- [Problem description] Please answer from the Getty Villa article: in what year was the Poor Dog Group founded?

- [Document excerpt]
##########

The Poor Dog Group presents “Satyr Atlas” at the Getty Villa as the first of the Theater Lab Series this season.

By Homaira Shifa / Special to The Malibu Times

In the unique setting of the Getty Villa museum in Malibu, performance artists are given the opportunity to develop, rehearse and retool works in progress, using the space at the villa as artists-in-residence.

To gauge their work, the public is invited to see these performances as part of the Villa Theater Lab Series, which begins its new season Feb. 4 with the Los Angeles performing arts company, Poor Dog Group.

Each team of artists-in-residence is given time, space and production support by the museum, both during and in advance of the period of residency, allowing for far broader and deeper experimentation than would a traditional play-reading format.

“The lab series is designed to give artists who are still in the developmental process a platform to perform,” Norman Frisch, project specialist for the Getty Villa said. “It encourages artists who are experimenting with classical culture.”

A forum for the reinterpretation of classical theater, the Villa Theater Lab Series features new translations of Greek and Roman plays, as well as contemporary works inspired by ancient literature.

The Poor Dog Group is a Los Angeles-based performing arts collective company founded in 2007 with a mission to continue ensemble-based American theater and create new radical space for performance, said the group’s artistic director, Jesse Bonnell.

##########

- [Data]
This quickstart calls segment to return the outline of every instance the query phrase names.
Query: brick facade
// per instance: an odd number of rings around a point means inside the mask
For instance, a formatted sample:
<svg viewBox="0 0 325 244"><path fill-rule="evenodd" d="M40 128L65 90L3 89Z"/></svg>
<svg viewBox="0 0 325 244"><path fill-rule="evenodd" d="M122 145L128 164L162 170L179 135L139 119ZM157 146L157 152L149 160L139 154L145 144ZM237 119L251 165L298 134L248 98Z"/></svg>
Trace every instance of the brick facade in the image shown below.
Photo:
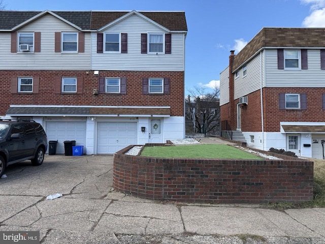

##########

- [Correct response] 2007